REQUIRED WORK → According to the Spark walkthrough, into which directory of the master container is count.py copied?

SELECTION →
** begin **
To run the job on spark, we will need to copy the file in the Spark master, then start a job on it.
- Run the following command to export the container id of the master node, so we do not have to locate it manually and copy and paste it each time we need it.

$ export CONTAINER_ID=$(docker ps --filter name=master --format "{{.ID}}")

Next, copy count.py in the master container, inside the tmp directory.

$ docker cp count.py $CONTAINER_ID:/tmp

Finally, run the Spark job, this is one command to start our job.

$ docker exec $CONTAINER_ID \
  bin/spark-submit \
    --master spark://master:7077 \
    --class endpoint \
    /tmp/count.py

The job is running! Wait for a minute to complete.

At the end you will see the results

We just ran our first word counter on Spark! Now go back to your Spark web interface and refresh the master site. The app is there as word count.
Now, create a copy of the docker-compose-EXTRA-WORKER.yml file, as docker-compose file.

Let's examine this file. As you can see it is exactly the same as the previous compose file, but this one has an extra worker (worker2).
** end **
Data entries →
** begin **
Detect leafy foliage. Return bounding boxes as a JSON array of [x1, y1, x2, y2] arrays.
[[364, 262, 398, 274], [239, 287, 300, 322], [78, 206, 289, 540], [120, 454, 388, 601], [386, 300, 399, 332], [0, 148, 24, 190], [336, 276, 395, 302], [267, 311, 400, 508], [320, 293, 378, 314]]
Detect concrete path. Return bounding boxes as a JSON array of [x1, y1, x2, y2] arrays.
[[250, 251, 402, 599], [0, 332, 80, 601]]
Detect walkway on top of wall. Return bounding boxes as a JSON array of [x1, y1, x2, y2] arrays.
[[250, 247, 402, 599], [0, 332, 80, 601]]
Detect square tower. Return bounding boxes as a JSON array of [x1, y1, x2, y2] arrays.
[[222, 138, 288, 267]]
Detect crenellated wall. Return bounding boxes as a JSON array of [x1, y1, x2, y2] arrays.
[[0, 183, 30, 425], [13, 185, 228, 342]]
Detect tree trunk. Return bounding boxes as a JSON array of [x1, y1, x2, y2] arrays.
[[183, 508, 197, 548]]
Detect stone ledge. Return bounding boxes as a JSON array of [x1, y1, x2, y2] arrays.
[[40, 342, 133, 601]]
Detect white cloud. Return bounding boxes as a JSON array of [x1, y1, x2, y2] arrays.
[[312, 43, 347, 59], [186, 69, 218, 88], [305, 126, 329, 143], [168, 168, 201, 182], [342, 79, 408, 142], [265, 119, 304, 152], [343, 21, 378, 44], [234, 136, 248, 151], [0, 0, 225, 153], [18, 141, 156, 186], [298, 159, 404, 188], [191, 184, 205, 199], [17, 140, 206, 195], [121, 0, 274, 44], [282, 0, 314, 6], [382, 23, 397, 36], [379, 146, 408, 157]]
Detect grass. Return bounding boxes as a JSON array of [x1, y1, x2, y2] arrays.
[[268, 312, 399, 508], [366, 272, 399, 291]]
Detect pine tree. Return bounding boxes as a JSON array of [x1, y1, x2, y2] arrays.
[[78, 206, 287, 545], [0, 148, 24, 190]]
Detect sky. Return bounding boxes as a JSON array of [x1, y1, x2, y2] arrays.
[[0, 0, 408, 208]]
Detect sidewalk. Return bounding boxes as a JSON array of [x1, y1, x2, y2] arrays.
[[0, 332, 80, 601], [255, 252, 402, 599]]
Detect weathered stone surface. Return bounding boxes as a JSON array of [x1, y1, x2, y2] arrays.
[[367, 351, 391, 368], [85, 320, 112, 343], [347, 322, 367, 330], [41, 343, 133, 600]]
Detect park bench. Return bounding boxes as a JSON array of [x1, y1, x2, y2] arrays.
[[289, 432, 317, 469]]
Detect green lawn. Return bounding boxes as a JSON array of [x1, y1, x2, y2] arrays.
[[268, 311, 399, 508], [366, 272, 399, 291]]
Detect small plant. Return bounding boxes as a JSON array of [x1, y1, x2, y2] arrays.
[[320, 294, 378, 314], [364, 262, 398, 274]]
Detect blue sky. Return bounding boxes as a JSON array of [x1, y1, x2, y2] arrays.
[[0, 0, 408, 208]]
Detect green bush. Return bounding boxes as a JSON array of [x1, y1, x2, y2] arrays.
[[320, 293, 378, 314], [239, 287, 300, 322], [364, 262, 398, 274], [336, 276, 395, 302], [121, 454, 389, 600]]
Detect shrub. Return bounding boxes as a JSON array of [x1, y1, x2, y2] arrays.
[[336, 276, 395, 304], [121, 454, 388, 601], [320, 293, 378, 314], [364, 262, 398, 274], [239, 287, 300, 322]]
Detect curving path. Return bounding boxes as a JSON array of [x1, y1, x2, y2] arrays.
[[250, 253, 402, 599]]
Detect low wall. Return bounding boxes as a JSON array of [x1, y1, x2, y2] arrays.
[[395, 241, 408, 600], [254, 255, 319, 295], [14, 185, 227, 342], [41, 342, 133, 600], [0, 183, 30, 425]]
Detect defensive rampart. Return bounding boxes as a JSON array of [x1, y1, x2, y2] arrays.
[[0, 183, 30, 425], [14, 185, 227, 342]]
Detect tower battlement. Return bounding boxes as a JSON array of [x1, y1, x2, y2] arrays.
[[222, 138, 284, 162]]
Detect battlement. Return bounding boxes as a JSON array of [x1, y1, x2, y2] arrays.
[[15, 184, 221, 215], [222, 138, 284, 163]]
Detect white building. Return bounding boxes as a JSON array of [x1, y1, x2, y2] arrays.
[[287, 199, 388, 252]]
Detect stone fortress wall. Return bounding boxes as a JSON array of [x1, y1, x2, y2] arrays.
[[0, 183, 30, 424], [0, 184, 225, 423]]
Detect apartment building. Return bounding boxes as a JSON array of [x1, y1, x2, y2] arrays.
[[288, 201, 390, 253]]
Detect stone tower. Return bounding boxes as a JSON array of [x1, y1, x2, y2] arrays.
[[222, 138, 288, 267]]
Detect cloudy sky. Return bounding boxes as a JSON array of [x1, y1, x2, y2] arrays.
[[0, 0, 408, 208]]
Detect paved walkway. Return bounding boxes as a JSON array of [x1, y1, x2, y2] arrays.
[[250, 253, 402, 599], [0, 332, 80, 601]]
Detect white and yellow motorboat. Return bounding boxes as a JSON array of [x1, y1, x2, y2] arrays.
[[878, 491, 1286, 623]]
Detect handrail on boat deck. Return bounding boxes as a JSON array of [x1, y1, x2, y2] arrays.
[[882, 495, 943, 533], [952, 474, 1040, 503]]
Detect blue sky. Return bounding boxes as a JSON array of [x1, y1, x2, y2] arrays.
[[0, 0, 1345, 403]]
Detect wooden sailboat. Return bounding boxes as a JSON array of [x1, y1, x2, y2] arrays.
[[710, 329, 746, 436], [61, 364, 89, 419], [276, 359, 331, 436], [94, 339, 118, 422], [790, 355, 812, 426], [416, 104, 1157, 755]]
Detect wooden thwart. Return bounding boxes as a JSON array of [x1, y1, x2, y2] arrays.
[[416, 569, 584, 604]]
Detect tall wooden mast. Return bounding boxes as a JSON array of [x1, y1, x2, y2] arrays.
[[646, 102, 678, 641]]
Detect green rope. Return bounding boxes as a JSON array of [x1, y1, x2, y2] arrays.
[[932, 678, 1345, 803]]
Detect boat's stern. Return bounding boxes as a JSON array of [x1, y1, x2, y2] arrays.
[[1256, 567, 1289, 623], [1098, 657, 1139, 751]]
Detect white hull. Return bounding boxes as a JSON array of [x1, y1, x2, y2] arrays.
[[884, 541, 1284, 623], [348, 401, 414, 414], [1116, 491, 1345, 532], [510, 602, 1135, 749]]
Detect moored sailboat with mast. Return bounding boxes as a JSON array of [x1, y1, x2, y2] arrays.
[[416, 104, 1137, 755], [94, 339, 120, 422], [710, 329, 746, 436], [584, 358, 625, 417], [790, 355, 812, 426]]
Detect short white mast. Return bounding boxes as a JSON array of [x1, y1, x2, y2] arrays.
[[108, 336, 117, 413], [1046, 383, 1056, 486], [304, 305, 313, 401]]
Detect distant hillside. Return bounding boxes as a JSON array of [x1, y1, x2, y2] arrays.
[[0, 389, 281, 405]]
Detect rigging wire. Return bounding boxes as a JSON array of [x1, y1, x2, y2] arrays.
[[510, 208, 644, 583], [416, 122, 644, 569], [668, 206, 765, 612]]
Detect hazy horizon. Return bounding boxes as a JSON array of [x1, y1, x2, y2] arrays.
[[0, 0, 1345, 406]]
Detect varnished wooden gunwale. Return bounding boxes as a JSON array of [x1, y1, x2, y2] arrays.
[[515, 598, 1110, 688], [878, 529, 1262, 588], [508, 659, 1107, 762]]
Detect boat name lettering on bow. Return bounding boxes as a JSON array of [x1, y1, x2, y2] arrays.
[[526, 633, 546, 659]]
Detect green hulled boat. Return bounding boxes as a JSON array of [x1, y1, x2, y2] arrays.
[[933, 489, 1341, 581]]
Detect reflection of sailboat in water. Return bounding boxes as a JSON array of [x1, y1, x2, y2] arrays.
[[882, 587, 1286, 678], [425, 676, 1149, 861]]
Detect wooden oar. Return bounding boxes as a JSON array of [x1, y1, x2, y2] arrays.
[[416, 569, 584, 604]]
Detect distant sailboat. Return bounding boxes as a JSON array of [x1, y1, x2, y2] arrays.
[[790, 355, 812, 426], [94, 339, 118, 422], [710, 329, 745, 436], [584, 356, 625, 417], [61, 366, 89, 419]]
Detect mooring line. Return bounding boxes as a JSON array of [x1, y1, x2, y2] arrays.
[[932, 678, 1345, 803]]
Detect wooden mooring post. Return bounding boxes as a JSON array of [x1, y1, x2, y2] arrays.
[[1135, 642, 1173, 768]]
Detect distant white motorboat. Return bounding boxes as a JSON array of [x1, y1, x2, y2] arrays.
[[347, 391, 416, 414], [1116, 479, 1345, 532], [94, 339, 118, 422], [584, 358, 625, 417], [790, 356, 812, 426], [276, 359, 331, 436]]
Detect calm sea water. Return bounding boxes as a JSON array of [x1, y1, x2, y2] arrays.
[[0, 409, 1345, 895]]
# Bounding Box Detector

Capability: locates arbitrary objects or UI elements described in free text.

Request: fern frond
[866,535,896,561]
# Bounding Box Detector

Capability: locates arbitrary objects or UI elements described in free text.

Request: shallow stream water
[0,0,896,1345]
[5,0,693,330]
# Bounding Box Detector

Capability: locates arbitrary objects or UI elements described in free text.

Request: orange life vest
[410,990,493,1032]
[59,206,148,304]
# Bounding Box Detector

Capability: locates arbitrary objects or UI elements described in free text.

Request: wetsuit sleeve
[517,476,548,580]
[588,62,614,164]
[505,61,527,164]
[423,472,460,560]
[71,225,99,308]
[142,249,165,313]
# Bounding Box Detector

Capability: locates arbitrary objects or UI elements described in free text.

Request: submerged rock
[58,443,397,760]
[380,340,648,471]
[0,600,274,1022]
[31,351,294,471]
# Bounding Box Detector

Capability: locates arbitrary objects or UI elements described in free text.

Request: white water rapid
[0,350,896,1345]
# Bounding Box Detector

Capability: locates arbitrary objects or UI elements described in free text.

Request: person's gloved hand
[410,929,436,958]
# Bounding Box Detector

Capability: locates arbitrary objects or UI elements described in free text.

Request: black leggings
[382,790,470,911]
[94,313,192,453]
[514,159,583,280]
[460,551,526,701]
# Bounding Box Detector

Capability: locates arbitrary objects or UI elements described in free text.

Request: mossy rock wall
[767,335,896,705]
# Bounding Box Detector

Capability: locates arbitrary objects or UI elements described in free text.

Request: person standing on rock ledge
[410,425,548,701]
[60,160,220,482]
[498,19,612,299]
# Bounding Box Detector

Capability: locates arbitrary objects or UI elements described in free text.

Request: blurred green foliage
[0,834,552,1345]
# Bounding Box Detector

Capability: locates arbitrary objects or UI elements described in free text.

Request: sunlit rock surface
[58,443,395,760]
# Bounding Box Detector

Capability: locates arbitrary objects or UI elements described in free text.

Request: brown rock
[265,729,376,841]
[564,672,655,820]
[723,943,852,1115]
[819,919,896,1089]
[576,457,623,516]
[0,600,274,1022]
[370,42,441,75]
** end **
RESPONSE → The tmp directory (/tmp).